### [WHAT NEEDS TO BE DONE]
Reproduce the line that holds "shaped like [377,55]." together with all the lines after it up to the end of the entries.

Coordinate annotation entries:
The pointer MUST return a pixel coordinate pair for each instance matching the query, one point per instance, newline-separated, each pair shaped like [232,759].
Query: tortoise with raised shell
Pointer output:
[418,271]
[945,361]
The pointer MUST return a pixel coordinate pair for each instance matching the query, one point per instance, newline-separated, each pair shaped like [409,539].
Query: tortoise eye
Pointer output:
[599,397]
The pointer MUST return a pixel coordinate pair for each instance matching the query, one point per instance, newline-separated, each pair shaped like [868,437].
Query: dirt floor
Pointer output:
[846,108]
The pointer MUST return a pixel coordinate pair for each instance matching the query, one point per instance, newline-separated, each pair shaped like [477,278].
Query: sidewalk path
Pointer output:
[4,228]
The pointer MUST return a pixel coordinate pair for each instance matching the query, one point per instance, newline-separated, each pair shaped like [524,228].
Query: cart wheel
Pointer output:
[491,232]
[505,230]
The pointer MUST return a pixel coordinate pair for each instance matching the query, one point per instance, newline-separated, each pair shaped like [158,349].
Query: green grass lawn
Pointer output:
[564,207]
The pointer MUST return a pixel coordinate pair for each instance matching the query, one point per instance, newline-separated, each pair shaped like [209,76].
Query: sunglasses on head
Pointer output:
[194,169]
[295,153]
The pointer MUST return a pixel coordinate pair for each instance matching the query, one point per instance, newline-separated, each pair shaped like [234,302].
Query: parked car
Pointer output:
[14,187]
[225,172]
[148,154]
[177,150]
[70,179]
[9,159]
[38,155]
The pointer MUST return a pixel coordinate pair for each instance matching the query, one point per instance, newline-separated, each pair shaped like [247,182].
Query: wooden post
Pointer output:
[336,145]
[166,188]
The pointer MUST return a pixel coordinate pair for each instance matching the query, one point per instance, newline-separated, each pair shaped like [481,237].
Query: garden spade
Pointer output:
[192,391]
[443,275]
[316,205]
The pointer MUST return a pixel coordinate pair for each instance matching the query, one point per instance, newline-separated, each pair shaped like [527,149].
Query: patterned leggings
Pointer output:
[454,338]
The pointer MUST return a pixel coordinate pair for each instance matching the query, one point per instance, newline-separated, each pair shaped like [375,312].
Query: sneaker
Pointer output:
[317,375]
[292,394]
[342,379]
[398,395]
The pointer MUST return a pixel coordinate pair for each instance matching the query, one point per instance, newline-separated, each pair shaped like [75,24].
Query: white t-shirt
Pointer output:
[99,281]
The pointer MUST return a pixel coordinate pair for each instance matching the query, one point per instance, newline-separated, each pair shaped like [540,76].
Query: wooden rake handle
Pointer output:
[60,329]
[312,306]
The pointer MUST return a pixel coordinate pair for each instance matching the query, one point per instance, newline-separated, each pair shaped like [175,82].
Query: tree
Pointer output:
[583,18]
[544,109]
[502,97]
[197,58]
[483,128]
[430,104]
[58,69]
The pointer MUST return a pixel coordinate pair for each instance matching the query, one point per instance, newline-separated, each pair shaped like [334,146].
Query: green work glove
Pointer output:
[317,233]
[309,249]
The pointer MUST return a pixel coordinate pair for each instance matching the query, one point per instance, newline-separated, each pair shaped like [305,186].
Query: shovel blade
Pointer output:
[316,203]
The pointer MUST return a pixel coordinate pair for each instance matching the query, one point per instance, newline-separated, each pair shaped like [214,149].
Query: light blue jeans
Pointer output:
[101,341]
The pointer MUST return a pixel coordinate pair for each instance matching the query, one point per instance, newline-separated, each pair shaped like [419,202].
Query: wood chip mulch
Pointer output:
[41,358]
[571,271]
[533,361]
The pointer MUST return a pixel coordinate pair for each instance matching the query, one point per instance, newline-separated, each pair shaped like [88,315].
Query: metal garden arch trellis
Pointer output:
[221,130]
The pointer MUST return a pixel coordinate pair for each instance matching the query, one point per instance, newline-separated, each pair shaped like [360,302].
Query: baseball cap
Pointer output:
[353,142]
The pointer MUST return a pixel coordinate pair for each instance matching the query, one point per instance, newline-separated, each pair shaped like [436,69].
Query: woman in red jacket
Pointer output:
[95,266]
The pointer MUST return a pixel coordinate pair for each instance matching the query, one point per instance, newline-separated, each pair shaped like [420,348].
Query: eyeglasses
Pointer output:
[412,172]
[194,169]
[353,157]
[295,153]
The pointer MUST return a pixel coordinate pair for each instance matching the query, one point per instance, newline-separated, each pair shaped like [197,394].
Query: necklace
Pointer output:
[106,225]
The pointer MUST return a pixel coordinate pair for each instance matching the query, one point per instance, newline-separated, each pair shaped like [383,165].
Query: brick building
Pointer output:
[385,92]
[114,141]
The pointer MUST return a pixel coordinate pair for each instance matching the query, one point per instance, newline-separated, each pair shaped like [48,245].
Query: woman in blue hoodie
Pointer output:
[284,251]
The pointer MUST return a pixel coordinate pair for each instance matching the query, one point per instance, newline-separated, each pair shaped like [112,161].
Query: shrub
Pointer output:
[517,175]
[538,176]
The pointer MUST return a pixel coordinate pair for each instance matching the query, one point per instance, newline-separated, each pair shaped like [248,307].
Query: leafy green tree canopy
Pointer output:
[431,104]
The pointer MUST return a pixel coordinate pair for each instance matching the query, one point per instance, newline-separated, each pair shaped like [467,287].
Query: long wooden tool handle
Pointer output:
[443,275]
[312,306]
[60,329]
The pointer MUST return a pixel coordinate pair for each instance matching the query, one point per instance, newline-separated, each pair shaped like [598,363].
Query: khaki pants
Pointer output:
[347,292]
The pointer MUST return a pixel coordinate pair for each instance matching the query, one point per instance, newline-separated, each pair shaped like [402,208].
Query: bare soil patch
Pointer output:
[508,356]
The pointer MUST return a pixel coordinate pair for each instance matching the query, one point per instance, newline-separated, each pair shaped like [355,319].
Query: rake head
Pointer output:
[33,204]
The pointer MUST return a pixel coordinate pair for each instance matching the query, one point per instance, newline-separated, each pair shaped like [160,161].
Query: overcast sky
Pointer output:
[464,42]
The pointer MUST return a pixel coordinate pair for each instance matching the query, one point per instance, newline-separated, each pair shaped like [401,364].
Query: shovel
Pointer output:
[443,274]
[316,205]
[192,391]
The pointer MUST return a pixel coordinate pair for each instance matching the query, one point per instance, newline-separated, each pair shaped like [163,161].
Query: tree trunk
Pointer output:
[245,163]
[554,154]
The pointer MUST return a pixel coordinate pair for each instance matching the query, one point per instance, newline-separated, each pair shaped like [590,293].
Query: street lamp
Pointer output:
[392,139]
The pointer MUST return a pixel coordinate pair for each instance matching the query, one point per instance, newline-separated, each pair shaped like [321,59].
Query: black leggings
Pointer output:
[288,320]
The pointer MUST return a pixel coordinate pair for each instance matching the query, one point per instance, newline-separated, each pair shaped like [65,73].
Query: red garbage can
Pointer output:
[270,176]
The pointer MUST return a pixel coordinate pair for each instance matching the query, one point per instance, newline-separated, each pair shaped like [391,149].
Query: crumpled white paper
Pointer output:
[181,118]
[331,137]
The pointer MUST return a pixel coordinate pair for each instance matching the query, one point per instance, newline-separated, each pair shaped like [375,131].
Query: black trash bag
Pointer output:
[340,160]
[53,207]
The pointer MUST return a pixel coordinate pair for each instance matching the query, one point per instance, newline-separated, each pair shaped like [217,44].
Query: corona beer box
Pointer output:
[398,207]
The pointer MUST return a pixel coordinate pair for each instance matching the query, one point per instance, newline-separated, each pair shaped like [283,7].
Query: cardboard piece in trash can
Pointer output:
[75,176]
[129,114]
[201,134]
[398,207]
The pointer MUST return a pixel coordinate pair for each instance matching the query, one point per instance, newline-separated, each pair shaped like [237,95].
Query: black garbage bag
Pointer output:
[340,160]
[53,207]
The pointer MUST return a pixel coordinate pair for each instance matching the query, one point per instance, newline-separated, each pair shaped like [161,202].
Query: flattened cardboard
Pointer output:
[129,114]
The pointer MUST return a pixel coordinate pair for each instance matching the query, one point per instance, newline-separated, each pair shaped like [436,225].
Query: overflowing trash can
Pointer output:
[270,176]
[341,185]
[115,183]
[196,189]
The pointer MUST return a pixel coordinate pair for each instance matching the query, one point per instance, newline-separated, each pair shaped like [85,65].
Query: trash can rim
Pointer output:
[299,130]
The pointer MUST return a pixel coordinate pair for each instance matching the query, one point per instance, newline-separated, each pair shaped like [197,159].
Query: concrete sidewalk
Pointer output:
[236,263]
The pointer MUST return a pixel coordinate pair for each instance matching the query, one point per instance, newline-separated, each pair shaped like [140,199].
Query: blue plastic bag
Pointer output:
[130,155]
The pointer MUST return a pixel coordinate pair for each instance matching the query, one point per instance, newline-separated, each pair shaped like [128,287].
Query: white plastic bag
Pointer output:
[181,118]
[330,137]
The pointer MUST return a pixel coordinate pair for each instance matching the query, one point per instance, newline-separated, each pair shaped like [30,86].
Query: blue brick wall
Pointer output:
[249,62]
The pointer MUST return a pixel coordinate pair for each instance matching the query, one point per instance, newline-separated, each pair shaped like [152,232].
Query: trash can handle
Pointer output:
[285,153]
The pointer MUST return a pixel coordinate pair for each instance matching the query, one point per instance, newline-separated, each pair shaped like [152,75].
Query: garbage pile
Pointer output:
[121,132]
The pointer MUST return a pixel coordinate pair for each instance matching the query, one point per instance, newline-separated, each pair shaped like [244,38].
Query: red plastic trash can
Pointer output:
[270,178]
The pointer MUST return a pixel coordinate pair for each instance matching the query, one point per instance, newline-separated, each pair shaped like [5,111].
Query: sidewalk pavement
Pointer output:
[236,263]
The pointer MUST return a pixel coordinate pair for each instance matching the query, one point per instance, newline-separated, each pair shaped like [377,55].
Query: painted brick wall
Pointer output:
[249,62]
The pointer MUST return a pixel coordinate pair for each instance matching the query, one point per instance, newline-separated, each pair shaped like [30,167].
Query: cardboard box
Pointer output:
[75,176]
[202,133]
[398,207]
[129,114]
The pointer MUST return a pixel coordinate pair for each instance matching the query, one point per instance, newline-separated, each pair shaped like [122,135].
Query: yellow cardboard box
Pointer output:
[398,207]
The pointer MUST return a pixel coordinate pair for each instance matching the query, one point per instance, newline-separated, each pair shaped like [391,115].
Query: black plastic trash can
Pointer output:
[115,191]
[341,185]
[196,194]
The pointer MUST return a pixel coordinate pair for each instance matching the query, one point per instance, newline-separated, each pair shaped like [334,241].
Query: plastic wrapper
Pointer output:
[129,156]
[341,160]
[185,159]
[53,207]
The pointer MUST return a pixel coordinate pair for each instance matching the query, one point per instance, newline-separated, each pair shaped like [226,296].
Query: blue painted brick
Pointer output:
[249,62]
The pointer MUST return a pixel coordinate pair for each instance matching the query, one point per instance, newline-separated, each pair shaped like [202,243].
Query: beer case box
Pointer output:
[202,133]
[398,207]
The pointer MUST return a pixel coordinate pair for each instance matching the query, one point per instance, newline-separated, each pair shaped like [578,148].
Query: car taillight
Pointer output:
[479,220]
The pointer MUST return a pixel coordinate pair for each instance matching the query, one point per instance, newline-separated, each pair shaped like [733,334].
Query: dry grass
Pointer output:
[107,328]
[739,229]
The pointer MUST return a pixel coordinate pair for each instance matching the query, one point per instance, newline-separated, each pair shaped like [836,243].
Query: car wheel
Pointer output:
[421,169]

### [TASK OUTPUT]
The pointer MUST return a pixel coordinate pair for each instance matching the query, one point per instance, newline-separated, each pair shaped like [377,55].
Query: painted brick wall
Pointer output:
[249,62]
The pointer MUST return a pixel coordinate pair for each instance matching the query, one point per instance, newline-separated, each pair shaped like [30,167].
Query: cardboard box
Pointer output:
[75,176]
[202,133]
[398,207]
[129,114]
The pointer MUST return a pixel coordinate pair for each instance matching the query, one point per instance, newline-separated, each pair shaped like [122,135].
Query: yellow cardboard box
Pointer output:
[398,207]
The pointer MUST return a pixel coordinate pair for each instance matching the query, one point per instance, newline-separated, each pair shaped like [391,115].
Query: black plastic trash can
Pointer output:
[115,191]
[341,185]
[196,194]
The pointer MUST return a pixel coordinate pair for each instance matching the query, one point per instance, newline-separated, each pair shaped like [334,241].
Query: plastic wrapper
Pointer output:
[129,156]
[341,160]
[185,159]
[53,207]
The pointer MUST return a pixel coordinate pair for each instance matching the query, one point per instance, newline-separated, each pair shaped like [226,296].
Query: blue painted brick
Pointer output:
[249,62]
The pointer MUST return a pixel coordinate pair for each instance matching the query, one point per instance, newline-separated, each pair shaped like [202,243].
Query: beer case box
Pointer output:
[202,133]
[398,207]
The pointer MUST return a pixel coordinate pair for each instance matching the query, one point per instance, newline-separated, each pair shaped like [578,148].
Query: car taillight
Pointer output:
[479,220]
The pointer MUST return a pixel coordinate pair for each instance matching the query, one point per instance, newline-separated, each pair shaped like [733,334].
Query: dry grass
Pointer output:
[107,328]
[739,229]
The pointer MUST return a pixel coordinate pair for each instance matching the query, one point per instance, newline-separated, each pair shaped like [836,243].
Query: car wheel
Pointer output:
[421,169]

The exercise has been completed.